Tarea a realizar: Retoma el texto sobre la caridad jubilar y la cuestión social, y continúalo después de su última oración.

Fragmento:
╔══
En particular, la relación con la sociedad civil tendrá que
configurarse de tal modo que respete la autonomía y las competencias
de esta última, según las enseñanzas propuestas por la doctrina
social de la Iglesia.
Es notorio el esfuerzo
que el Magisterio eclesial ha realizado, sobre todo en el siglo XX,
para interpretar la realidad social a la luz del Evangelio y ofrecer
de modo cada vez más puntual y orgánico su propia contribución a la
solución de la cuestión social, que ha llegado a ser ya una
cuestión planetaria.
Esta vertiente
ético-social se propone como una dimensión imprescindible del
testimonio cristiano. Se debe rechazar la tentación de una
espiritualidad oculta e individualista, que poco tiene que ver con las
exigencias de la caridad, ni con la lógica de la Encarnación y, en
definitiva, con la misma tensión escatológica del cristianismo. Si
esta última nos hace conscientes del carácter relativo de la
historia, no nos exime en ningún modo del deber de construirla. Es
muy actual a este respecto la enseñanza del Concilio Vaticano II: «
El mensaje cristiano, no aparta los hombres de la tarea de la
construcción el mundo, ni les impulsa a despreocuparse del bien de
sus semejantes, sino que les obliga más a llevar a cabo esto como un
deber ».36
Un signo concreto
53. Como signo de este
mensaje de caridad y de promoción humana, que se basa en las íntimas
exigencias del Evangelio, he querido que el mismo Año jubilar, entre
los numerosos frutos de caridad que ya ha producido en el curso de su
desarrollo —pienso particularmente en la ayuda ofrecida a tantos
hermanos más pobres para hacer posible su participación en el
Jubileo— dejase también una obra que sea, de alguna manera, el
fruto y el sello de la caridad jubilar. En efecto, muchos peregrinos
han contribuido de diferentes modos con su limosna y, junto con ellos,
también muchos protagonistas del mundo económico han ofrecido ayudas
generosas, que han servido para asegurar la conveniente realización
del acontecimiento jubilar. Una vez cubiertos los gastos que se han
debido afrontar a lo largo del año, el dinero que pueda sobrar, debe
destinarse a fines caritativos. En efecto, es importante excluir de un
acontecimiento religioso tan significativo cualquier apariencia de
especulación económica. Lo que sobre servirá para repetir también
en esta ocasión la experiencia vivida tantas otras veces a lo largo
de la historia desde que, en los comienzos de la Iglesia, la comunidad
de Jerusalén ofreció a los no cristianos la imagen conmovedora de un
intercambio espontáneo de dones, hasta la comunión de los bienes, en
favor de los más pobres (cf. Hch 2,44–45).
╚══
Datos de origen:
╔══
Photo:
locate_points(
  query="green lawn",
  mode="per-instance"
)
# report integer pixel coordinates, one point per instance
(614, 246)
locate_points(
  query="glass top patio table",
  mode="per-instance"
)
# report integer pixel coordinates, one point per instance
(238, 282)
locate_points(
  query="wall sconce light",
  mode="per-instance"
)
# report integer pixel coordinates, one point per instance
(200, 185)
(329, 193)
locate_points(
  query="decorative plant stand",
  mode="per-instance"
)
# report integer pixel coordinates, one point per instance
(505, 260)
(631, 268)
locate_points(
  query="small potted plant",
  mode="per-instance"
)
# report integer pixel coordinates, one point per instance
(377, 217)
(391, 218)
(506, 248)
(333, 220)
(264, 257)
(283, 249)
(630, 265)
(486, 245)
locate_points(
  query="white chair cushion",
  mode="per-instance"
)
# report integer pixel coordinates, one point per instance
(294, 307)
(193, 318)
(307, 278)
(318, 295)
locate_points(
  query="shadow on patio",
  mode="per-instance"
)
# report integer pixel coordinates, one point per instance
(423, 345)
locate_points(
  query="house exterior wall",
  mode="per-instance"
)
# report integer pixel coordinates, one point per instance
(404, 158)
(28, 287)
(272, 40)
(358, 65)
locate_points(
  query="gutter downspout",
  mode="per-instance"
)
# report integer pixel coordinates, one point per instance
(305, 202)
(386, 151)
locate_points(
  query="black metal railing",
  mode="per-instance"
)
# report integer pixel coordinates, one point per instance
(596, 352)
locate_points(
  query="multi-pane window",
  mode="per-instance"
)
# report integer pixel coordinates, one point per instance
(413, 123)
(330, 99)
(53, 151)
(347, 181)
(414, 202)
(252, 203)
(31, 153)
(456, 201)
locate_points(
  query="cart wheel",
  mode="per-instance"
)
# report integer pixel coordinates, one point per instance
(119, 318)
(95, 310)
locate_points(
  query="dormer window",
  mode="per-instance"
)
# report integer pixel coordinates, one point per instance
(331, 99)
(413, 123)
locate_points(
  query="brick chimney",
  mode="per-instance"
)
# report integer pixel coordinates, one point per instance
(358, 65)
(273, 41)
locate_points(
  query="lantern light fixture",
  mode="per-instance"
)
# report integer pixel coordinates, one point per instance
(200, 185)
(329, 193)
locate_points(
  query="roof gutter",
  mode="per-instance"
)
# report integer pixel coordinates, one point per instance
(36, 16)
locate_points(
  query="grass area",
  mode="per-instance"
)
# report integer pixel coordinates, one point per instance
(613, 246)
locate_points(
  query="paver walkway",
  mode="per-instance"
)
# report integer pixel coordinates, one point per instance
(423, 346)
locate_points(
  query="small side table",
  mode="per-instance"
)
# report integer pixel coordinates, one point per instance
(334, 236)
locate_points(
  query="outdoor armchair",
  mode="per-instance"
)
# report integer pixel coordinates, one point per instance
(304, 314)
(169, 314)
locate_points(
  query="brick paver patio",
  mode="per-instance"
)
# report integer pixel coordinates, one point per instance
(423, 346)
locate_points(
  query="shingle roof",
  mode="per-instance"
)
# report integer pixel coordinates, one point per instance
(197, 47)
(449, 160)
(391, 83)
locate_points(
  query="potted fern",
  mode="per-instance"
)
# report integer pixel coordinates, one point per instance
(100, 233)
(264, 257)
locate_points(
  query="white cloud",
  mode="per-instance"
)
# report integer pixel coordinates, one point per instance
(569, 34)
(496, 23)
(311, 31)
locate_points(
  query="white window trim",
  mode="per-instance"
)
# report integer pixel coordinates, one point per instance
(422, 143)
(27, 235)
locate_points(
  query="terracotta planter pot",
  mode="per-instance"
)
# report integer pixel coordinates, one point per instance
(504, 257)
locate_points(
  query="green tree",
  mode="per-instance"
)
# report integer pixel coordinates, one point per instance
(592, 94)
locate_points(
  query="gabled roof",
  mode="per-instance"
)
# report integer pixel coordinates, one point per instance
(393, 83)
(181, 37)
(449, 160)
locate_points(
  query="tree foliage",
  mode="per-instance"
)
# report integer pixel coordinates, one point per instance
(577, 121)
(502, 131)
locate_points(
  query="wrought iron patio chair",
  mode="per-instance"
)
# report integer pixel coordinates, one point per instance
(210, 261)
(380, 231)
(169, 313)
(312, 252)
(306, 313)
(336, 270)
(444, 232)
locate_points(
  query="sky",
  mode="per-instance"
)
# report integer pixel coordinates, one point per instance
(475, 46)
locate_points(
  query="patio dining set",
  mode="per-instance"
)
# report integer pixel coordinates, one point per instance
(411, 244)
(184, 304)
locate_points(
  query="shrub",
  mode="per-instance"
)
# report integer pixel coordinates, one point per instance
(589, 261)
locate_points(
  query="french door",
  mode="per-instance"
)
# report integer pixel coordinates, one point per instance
╚══
Resultado obtenido:
La obra que se realice
será solamente un pequeño arroyo que confluirá en el gran río de
la caridad cristiana que recorre la historia. Pequeño, pero
significativo arroyo: el Jubileo ha movido al mundo a mirar hacia
Roma, la Iglesia « que preside en la caridad »37 y a ofrecer a Pedro
la propia limosna. Ahora la caridad manifestada en el centro de la
catolicidad vuelve, de alguna manera, hacia el mundo a través de este
gesto, que quiere quedar como fruto y memoria viva de la comunión
experimentada con ocasión del Jubileo.
Diálogo y misión
54. Un nuevo siglo y un
nuevo milenio se abren a la luz de Cristo. Pero no todos ven esta luz.
Nosotros tenemos el maravilloso y exigente cometido de ser su «
reflejo ». Es el mysterium lunae tan querido por la contemplación de
los Padres, los cuales indicaron con esta imagen que la Iglesia
dependía de Cristo, Sol del cual ella refleja la luz.38 Era un modo
de expresar lo que Cristo mismo dice, al presentarse como « luz del
mundo » (Jn 8,12) y al pedir a la vez a sus discípulos que fueran «
la luz del mundo » (cf Mt 5,14).
Ésta es una tarea que
nos hace temblar si nos fijamos en la debilidad que tan a menudo nos
vuelve opacos y llenos de sombras. Pero es una tarea posible si,
expuestos a la luz de Cristo, sabemos abrirnos a su gracia que nos
hace hombres nuevos.
55. En esta perspectiva
se sitúa también el gran desafío del diálogo interreligioso, en el
cual estaremos todavía comprometidos durante el nuevo siglo, en la
línea indicada por el Concilio Vaticano II.39 En los años de
preparación al Gran Jubileo la Iglesia, mediante encuentros de
notable interés simbólico, ha tratado de establecer una relación de
apertura y diálogo con representantes de otras religiones. El
diálogo debe continuar. En la situación de un marcado pluralismo
cultural y religioso, tal como se va presentando en la sociedad del
nuevo milenio, este diálogo es también importante para proponer una
firme base de paz y alejar el espectro funesto de las guerras de
religión que han bañado de sangre tantos períodos en la historia de
la humanidad. El nombre del único Dios tiene que ser cada vez más,
como ya es de por sí, un nombre de paz y un imperativo de paz.
56. Pero el diálogo no
puede basarse en la indiferencia religiosa, y nosotros como cristianos
tenemos el deber de desarrollarlo ofreciendo el pleno testimonio de la
esperanza que está en nosotros (cf. 1 Pt 3,15). No debemos temer que
pueda constituir una ofensa a la identidad del otro lo que, en cambio,
es anuncio gozoso de un don para todos, y que se propone a todos con
el mayor respeto a la libertad de cada uno: el don de la revelación
del Dios-Amor, que « tanto amó al mundo que le dio su Hijo
unigénito » (Jn 3,16). Todo esto, como también ha sido subrayado
recientemente por la Declaración Dominus Iesus, no puede ser objeto
de una especie de negociación dialogística, como si para nosotros
fuese una simple opinión. Al contrario, para nosotros es una gracia
que nos llena de alegría, una noticia que debemos anunciar.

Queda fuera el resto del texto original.